* [Extrait]:
++++++

Comme rapporté par Jean-Marc Sauvé, vice-président du Conseil d’État que j’auditionnais dans le cadre de mon rapport spécial pour la mission budgétaire conseil et contrôle de l’État, le coefficient multiplicateur d’un texte de loi entre son entrée et sa sortie du Parlement français est passé de 1,1 ou 1,2 dans les années 1980 à 3 à 5 aujourd’hui.
Le 10 octobre dernier nous entamions en commission des finances l’examen de la première partie du Projet de Loi de finances pour 2018. En introduction, le président de la Commission nous annonçait que 660 amendements avaient été déposés, contre 480 à l’occasion de l’examen du projet de loi de finances pour 2017. Au final, ce sont 1665 amendements qui ont été déposés en commission et plus de 2500 étudiés en séance pendant 151 heures d’examen lors de la première lecture du budget 2018 à l’Assemblée nationale qui s’est achevé le 21 novembre. Conformément à la navette parlementaire l’examen du texte a débuté la semaine dernière au Sénat et reviendra pour une deuxième lecture à l’Assemblée nationale en fin de mois. De nombreux amendements seront donc encore à étudier.
Ce comportement très latin ne suit pas toujours une logique d’efficacité. Une première conséquence est la charge de travail croissante pour les administrateurs du Parlement, du Conseil d’État ou du Conseil Constitutionnel. Mais l’impact important concerne l’efficience des normes pour nos entreprises, nos services publics et ses « usagers », c’est à dire l’ensemble de la société française. Je ne remets évidemment pas en cause ici le droit libre et illimité d’amendement qui, en plus d’être constitutionnel, est un pilier fondamental de notre démocratie. Je ne conteste pas non plus son bon encadrement notamment concernant la recevabilité financière et législative. Cependant, en raison du calendrier contraint, les amendements parlementaires ne font pas toujours l’objet d’une étude d’impact préliminaire. Malgré la bonne intention qui les engendre, certains amendements ne passeraient pas le filtre de l’utilité de Socrate, ce qui revient à dire « qu’ils ne voleraient pas ».
Prenons l’exemple de « l’amendement Bourquin ». Cet amendement de la loi Sapin II a fait l’objet de plusieurs mois de débats parlementaires et a risqué la censure du Conseil constitutionnel, puis a finalement été adopté. Il permettra dès janvier 2018 aux emprunteurs de résilier chaque année leur contrat d’assurance de prêt immobilier. La philosophie de cette mesure est respectable car elle engendrera des économies pour beaucoup de Français. Néanmoins, il est nécessaire de mesurer l’impact de sa mise en œuvre concrète et opérationnelle, d’examiner les effets de bords éventuels. Certains établissements financiers alertent du risque « d’usine à gaz ». C’est ce que nous étudions, actuellement et donc a posteriori, au sein du Comité consultatif du secteur financier dont je suis membre.

++++++

* [Énoncé A]: Les affirmations suivantes sont-elles conformes au texte sur les amendements parlementaires ? Répondez à chacune par oui ou par non en citant les mots du texte qui tranchent. (i) Dans les années 1980, le coefficient multiplicateur d’un texte de loi au Parlement se situait entre 3 et 5. (ii) L’amendement Bourquin permettra dès janvier 2018 aux emprunteurs de résilier chaque année leur contrat d’assurance de prêt immobilier. (iii) L’auteur remet en cause le droit d’amendement.
* [Énoncé B]: Poursuivez le texte sur les amendements parlementaires à partir de sa dernière phrase.

* [Liste des données]:
++++++

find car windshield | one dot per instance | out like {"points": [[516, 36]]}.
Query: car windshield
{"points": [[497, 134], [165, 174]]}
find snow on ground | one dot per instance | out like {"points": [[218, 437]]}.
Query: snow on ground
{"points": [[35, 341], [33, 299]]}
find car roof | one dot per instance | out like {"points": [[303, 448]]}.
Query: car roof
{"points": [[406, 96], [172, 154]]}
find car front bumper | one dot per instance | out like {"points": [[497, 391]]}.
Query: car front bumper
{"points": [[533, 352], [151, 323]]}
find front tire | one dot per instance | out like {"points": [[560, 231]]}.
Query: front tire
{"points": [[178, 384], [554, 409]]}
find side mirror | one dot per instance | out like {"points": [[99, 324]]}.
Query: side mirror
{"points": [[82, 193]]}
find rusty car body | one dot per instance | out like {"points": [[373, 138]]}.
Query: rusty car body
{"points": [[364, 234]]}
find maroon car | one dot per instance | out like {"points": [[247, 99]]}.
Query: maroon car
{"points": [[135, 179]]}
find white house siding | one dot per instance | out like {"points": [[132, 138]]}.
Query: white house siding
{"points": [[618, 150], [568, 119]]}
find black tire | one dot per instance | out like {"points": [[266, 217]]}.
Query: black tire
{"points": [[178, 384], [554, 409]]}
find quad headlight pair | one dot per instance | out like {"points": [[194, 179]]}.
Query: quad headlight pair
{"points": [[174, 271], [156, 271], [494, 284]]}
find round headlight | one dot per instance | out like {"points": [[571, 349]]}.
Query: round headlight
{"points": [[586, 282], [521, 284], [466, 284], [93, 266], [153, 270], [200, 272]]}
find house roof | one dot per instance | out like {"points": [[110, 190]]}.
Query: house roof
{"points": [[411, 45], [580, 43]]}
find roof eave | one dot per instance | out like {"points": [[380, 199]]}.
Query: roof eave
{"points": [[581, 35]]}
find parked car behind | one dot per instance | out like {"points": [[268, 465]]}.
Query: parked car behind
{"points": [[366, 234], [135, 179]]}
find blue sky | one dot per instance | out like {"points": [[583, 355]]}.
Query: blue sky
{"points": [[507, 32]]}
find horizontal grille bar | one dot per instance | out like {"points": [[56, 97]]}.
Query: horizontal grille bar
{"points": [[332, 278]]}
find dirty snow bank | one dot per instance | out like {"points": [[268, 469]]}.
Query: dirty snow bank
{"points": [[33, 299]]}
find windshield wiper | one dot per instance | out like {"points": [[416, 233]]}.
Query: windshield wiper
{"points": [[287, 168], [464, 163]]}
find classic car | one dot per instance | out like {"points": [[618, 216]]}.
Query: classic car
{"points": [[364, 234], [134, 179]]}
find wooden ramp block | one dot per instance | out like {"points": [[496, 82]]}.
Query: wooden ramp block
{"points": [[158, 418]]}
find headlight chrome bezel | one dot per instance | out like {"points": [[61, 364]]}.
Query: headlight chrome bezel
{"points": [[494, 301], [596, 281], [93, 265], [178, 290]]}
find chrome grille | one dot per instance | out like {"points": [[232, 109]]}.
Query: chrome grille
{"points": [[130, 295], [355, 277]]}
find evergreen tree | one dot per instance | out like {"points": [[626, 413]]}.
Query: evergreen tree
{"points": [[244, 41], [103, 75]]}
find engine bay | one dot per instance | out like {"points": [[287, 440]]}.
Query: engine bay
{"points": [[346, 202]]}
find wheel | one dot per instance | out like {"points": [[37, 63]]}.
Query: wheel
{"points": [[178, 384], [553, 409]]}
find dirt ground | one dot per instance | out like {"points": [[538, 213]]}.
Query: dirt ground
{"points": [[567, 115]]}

++++++

* [Corrigé A]:
(i) Non : « le coefficient multiplicateur d’un texte de loi entre son entrée et sa sortie du Parlement français est passé de 1,1 ou 1,2 dans les années 1980 à 3 à 5 aujourd’hui ».
(ii) Oui : « Il permettra dès janvier 2018 aux emprunteurs de résilier chaque année leur contrat d’assurance de prêt immobilier. »
(iii) Non : « Je ne remets évidemment pas en cause ici le droit libre et illimité d’amendement ».

* [Corrigé B]:
Dans son rapport de septembre 2016 le Conseil d’État s’interrogeait « Devons-nous nous résigner à la complexité croissante des normes et à l’insuffisante qualité du droit ? ». Le Conseil reconnaît que des améliorations ont été indéniablement apportées au cours de la dernière décennie mais que l’ampleur de la tache reste à venir. Il appelle à une véritable politique de simplification et formule 3 objectifs déclinés en 27 propositions dont la « maîtrise de l’emballement de la production normative » et la « facilitation de l’application concrète de la norme ». Ces dispositions impliqueraient une temporalité différente qui permettrait de recourir plus fréquemment aux expérimentations sur les usagers.
En tant que parlementaires nous sommes face à une double obligation : celle d’améliorer la qualité du droit en même temps que celle de l’efficacité des politiques publiques. Nous devons travailler sur la fabrique de la loi autant que sur son résultat. La préoccupation a donc une dualité juridique / financière mais également ex ante / ex post.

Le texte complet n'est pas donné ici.